Passage =
Photograph of Malcolm X giving a speech circa March 20, 1962

Scope and Contents

this photograph does not have a caption but does have information on the back that labels this photograph as being taken at "Park Manor Auditorium" at a "Muslim Meeting". Attached to this photograph is a document that states: "As Leading Minister for the Nation of Islam, Malcolm X converted hundreds of Black people in Los Angeles. This is Malcolm X -- the master debator."
box 1, item 2

Photograph of Malcolm X holding a photograph depicting Ronald Stokes' slain body May 6, 1963

General

This photograph does not contain a caption, but has a "Los Angeles Herald Examiner" label on the back stating this photograph was taking at the [L.A.] Courthouse by Bill Walker.
Attached to this photograph is a document that states: "Leading the fight for justice Malcolm X fought against the type of hatred shown in the enlarged photo depicting the murder of Brother Ronald Stokes and 14 other Black Muslims after they were brutally slain by members of the Los Angeles police department. It was Malcolm X who faced the police department -- ALONE!"

Exercise 1 = The archive listing says neither photograph has a caption. How, according to the archive listing, is the place and photographer of the May 6, 1963 photograph known? Explain in one to three sentences.
Exercise 2 = Return every line of the entries that contains the string "cloud".
The entries are unrelated to the archive listing.

Exercise material =
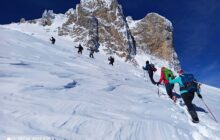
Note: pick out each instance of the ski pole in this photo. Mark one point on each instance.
(209, 110)
(158, 92)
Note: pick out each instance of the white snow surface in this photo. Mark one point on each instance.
(50, 90)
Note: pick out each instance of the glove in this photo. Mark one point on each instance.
(200, 96)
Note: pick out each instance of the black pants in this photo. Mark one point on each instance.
(151, 73)
(111, 63)
(91, 55)
(169, 89)
(187, 98)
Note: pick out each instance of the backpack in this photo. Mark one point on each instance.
(152, 67)
(189, 82)
(168, 72)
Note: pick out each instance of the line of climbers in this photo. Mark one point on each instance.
(91, 54)
(187, 83)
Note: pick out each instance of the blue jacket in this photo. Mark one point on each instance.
(179, 81)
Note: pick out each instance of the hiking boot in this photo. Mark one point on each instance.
(194, 116)
(174, 98)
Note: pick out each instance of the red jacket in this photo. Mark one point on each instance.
(162, 77)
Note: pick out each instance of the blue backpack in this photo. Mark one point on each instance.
(189, 82)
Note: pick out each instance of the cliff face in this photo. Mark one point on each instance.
(154, 35)
(101, 23)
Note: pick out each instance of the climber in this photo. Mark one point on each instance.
(53, 40)
(80, 49)
(188, 87)
(164, 76)
(111, 60)
(151, 69)
(91, 52)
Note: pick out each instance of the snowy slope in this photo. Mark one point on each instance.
(50, 90)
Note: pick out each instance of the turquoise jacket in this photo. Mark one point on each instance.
(179, 81)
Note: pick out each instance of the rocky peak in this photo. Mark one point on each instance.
(101, 23)
(154, 35)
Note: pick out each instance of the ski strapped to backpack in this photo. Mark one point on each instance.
(167, 72)
(189, 82)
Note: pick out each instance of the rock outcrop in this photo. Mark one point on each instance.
(101, 23)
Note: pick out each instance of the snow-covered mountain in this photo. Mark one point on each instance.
(102, 24)
(50, 90)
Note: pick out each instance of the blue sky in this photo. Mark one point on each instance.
(196, 27)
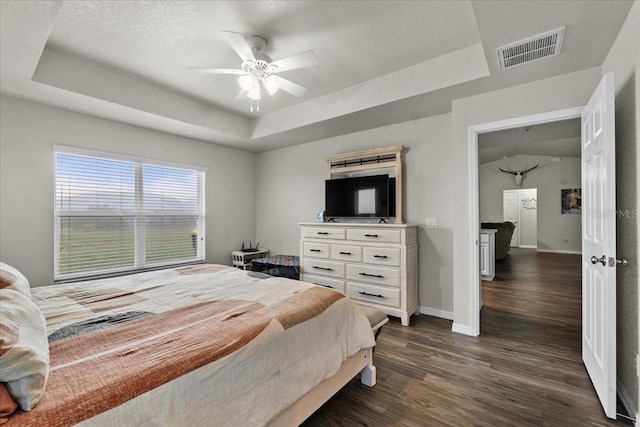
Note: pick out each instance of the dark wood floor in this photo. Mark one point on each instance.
(524, 369)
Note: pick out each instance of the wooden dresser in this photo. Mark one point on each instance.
(375, 265)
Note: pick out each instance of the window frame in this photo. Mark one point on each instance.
(139, 215)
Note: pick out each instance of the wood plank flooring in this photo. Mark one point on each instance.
(524, 369)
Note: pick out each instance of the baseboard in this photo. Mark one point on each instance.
(462, 329)
(437, 313)
(627, 402)
(560, 251)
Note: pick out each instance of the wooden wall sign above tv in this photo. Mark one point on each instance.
(371, 162)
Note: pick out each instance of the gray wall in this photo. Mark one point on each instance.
(556, 231)
(290, 189)
(624, 61)
(28, 130)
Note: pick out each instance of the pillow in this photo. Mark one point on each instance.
(10, 278)
(7, 405)
(24, 350)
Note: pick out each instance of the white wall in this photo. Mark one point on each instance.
(290, 189)
(28, 130)
(556, 93)
(556, 231)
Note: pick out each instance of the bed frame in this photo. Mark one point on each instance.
(361, 362)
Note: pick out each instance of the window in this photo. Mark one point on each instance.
(116, 213)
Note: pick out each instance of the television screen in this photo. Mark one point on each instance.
(360, 197)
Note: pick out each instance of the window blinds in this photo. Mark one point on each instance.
(121, 214)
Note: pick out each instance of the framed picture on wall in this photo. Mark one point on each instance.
(571, 201)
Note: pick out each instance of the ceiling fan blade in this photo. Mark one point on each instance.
(242, 95)
(291, 87)
(239, 43)
(217, 70)
(301, 60)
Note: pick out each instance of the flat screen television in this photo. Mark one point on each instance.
(360, 197)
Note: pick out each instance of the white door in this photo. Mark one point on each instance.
(510, 212)
(599, 244)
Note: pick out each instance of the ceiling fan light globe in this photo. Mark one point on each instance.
(247, 82)
(254, 93)
(272, 84)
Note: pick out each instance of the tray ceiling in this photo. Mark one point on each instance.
(381, 62)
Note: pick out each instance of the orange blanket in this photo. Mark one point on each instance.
(99, 370)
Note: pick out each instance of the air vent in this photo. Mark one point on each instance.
(531, 49)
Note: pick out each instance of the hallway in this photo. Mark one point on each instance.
(524, 369)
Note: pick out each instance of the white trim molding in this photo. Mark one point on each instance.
(560, 251)
(628, 404)
(463, 329)
(443, 314)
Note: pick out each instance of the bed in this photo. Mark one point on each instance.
(180, 346)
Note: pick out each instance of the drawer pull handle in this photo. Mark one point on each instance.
(372, 275)
(370, 295)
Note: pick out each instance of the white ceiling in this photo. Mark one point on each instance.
(381, 62)
(557, 139)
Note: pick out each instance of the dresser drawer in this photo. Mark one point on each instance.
(374, 235)
(378, 275)
(346, 253)
(374, 294)
(316, 250)
(382, 256)
(335, 233)
(335, 284)
(324, 268)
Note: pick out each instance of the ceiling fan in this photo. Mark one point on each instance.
(258, 70)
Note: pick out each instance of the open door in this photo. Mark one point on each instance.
(599, 243)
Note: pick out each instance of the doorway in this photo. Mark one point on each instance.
(474, 132)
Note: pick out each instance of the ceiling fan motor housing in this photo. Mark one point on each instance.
(262, 65)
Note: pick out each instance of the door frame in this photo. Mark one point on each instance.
(475, 282)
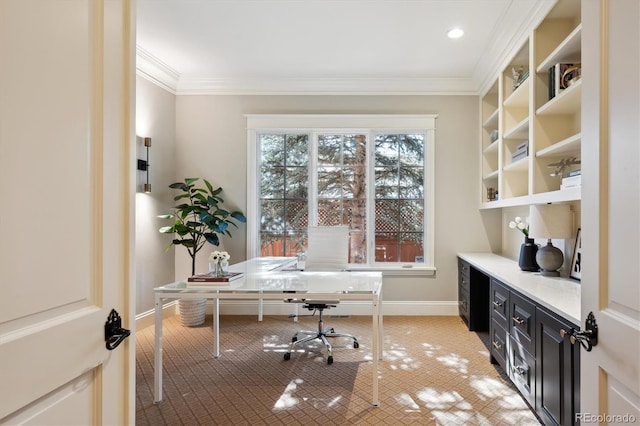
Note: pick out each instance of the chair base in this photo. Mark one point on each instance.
(321, 334)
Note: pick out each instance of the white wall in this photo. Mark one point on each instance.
(155, 118)
(211, 142)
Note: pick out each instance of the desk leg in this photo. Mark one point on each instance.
(216, 327)
(376, 350)
(157, 369)
(380, 327)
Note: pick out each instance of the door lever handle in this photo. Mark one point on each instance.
(114, 334)
(587, 338)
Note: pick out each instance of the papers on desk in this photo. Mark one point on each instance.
(209, 279)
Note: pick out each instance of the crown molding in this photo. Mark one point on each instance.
(156, 71)
(325, 86)
(515, 33)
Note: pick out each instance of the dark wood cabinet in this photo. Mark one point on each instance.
(526, 342)
(557, 371)
(473, 297)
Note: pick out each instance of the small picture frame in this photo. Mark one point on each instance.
(576, 261)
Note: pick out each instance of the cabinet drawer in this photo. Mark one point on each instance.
(522, 320)
(499, 339)
(522, 371)
(464, 274)
(463, 267)
(463, 304)
(500, 303)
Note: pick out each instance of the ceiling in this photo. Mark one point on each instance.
(329, 46)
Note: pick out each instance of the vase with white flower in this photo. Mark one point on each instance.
(219, 263)
(529, 248)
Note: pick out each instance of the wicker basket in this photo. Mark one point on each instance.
(192, 311)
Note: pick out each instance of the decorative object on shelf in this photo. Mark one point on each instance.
(562, 165)
(143, 165)
(492, 194)
(570, 76)
(522, 151)
(529, 249)
(219, 263)
(197, 220)
(519, 76)
(576, 268)
(560, 75)
(550, 221)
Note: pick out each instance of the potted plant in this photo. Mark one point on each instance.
(198, 218)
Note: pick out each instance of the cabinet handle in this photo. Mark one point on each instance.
(518, 320)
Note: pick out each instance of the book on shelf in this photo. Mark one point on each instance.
(210, 278)
(559, 76)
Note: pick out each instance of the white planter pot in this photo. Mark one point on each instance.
(192, 311)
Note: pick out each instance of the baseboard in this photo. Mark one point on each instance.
(145, 319)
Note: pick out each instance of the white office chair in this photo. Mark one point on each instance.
(327, 250)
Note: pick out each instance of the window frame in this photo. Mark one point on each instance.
(369, 124)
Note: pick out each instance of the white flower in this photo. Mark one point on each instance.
(518, 223)
(219, 256)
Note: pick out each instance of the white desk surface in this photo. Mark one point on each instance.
(275, 278)
(558, 294)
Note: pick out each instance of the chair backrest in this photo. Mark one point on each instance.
(327, 248)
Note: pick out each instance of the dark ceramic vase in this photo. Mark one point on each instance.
(527, 261)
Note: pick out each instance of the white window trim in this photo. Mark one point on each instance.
(374, 124)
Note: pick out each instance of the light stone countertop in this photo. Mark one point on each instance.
(558, 294)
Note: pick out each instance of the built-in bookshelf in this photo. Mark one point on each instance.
(535, 104)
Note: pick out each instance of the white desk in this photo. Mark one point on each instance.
(278, 285)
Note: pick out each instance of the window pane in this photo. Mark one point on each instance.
(411, 215)
(411, 150)
(329, 182)
(386, 247)
(296, 182)
(272, 182)
(386, 151)
(387, 182)
(330, 213)
(355, 151)
(297, 215)
(271, 149)
(284, 183)
(399, 179)
(411, 246)
(297, 150)
(329, 149)
(411, 182)
(354, 183)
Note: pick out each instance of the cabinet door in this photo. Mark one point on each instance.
(522, 321)
(500, 303)
(557, 371)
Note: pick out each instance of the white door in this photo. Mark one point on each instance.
(66, 84)
(610, 373)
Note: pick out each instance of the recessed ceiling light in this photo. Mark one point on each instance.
(455, 33)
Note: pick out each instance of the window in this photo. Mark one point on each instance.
(373, 173)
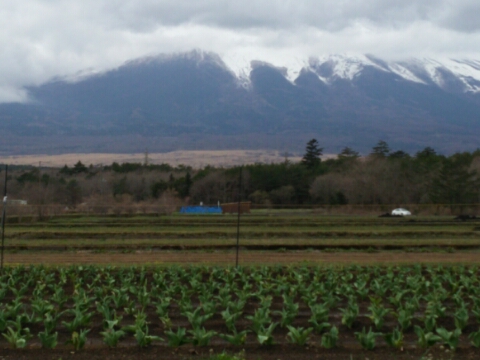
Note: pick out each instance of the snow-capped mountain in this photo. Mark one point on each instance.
(448, 74)
(201, 100)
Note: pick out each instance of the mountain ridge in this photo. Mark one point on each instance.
(197, 96)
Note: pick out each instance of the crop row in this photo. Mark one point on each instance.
(398, 306)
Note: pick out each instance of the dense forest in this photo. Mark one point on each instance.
(382, 177)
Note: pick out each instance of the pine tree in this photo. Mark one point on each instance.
(311, 159)
(381, 149)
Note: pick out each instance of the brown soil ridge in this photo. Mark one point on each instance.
(245, 258)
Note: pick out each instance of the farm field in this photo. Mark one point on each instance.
(261, 312)
(366, 272)
(280, 238)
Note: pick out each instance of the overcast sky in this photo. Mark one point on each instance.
(40, 39)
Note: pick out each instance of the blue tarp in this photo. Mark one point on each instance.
(200, 210)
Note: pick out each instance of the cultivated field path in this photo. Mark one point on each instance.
(245, 258)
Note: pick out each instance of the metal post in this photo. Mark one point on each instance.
(238, 214)
(3, 216)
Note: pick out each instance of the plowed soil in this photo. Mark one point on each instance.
(245, 258)
(275, 352)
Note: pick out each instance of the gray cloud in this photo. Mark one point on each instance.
(40, 39)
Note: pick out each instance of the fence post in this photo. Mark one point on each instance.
(238, 214)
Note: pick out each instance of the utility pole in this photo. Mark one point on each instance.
(3, 217)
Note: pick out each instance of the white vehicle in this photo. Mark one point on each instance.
(401, 212)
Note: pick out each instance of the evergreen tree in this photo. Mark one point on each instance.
(381, 149)
(311, 159)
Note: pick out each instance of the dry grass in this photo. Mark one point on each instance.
(196, 159)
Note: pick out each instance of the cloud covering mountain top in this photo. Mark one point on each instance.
(44, 38)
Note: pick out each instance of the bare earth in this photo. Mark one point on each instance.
(245, 258)
(197, 159)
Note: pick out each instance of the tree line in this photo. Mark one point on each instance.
(382, 177)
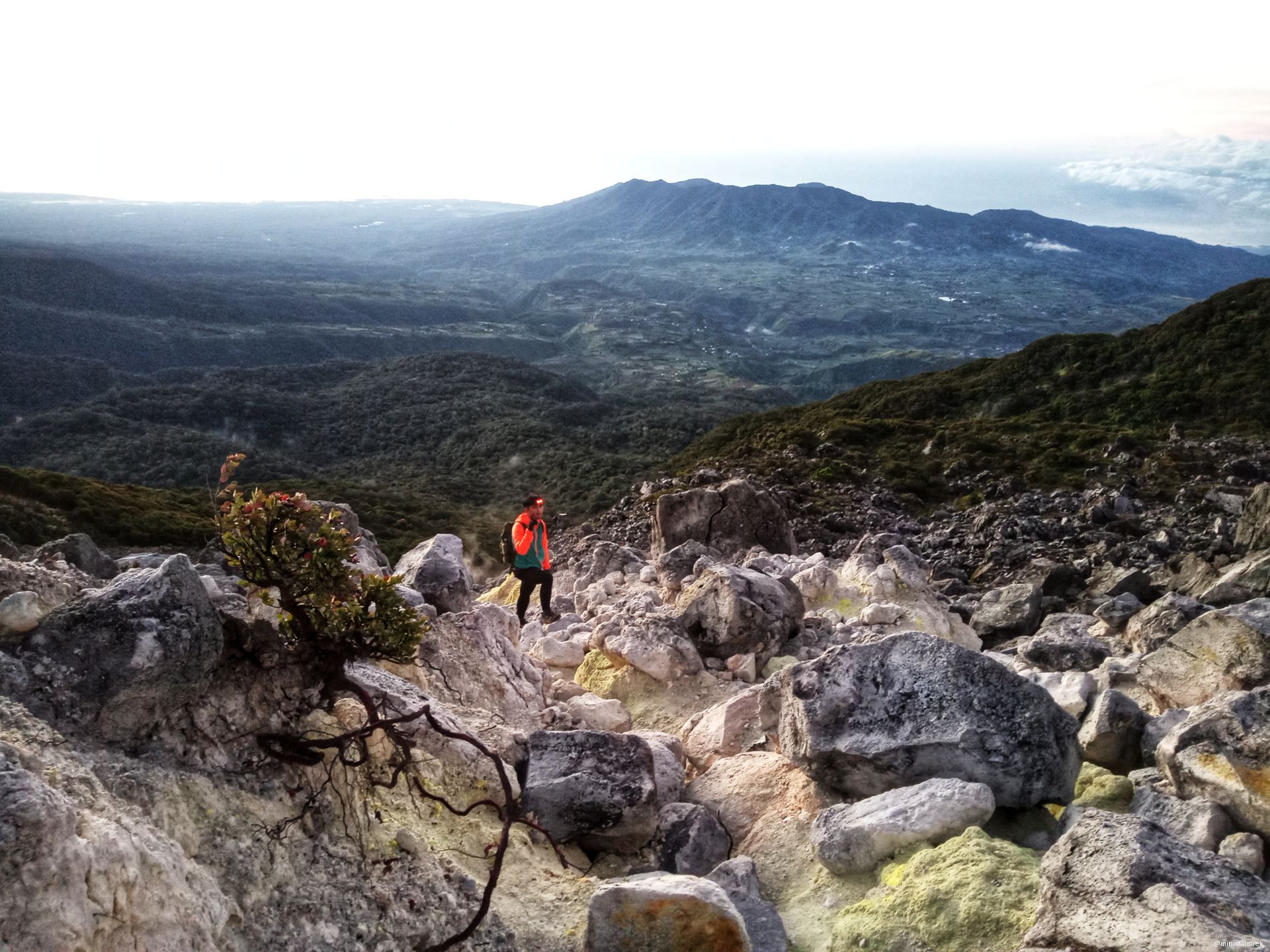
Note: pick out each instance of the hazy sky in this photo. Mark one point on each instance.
(1137, 113)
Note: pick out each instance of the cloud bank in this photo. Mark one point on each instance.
(1216, 172)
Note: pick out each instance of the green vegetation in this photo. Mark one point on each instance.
(970, 892)
(1044, 413)
(285, 543)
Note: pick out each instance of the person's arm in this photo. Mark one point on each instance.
(523, 537)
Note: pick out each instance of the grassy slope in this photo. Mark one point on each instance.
(1039, 413)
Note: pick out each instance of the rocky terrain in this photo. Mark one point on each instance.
(1040, 721)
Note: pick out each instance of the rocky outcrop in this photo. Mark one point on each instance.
(1254, 528)
(1198, 822)
(80, 551)
(1007, 612)
(690, 840)
(857, 837)
(867, 719)
(117, 660)
(732, 611)
(1221, 753)
(1119, 883)
(665, 913)
(1222, 651)
(733, 518)
(437, 571)
(597, 789)
(740, 880)
(727, 729)
(1161, 619)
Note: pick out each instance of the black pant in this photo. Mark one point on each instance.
(530, 580)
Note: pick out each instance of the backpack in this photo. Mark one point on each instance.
(507, 549)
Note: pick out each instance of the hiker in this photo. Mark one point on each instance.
(532, 564)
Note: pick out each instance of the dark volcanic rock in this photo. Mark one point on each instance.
(736, 517)
(118, 659)
(592, 786)
(1121, 884)
(865, 719)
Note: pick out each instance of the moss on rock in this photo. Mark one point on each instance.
(1100, 789)
(970, 892)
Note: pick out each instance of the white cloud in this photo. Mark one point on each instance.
(1047, 245)
(1217, 171)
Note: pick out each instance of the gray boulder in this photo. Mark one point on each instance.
(1199, 822)
(1111, 735)
(1155, 730)
(1009, 612)
(1246, 851)
(80, 551)
(1221, 752)
(117, 660)
(1113, 580)
(437, 571)
(1161, 619)
(1064, 653)
(850, 838)
(1244, 580)
(865, 719)
(593, 787)
(732, 611)
(672, 567)
(665, 913)
(370, 556)
(1254, 528)
(690, 840)
(733, 518)
(740, 880)
(657, 645)
(19, 614)
(1227, 649)
(1119, 884)
(1119, 610)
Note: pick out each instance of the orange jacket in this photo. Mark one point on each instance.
(525, 539)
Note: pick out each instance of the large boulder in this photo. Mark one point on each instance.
(437, 571)
(740, 880)
(727, 729)
(1161, 619)
(732, 611)
(1254, 528)
(690, 840)
(1227, 649)
(1122, 884)
(1111, 735)
(665, 913)
(865, 719)
(742, 790)
(656, 645)
(1009, 612)
(1221, 752)
(1198, 822)
(740, 514)
(593, 787)
(117, 660)
(80, 551)
(853, 838)
(1064, 651)
(470, 660)
(1244, 580)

Task result 1 = A "Los Angeles Herald Examiner" label on the back of the photograph states that it was taken at the [L.A.] Courthouse by Bill Walker.

Task result 2 =
Note: pick out each instance of the gray cloud in this photo. Mark one point on each instance.
Note: pick out each instance of the cloud covering mountain top in this photo. Mark one point on each instance.
Note: pick out each instance of the cloud bank in this photo. Mark one point on each instance.
Note: pick out each instance of the white cloud in this photo. Mark one point on each instance.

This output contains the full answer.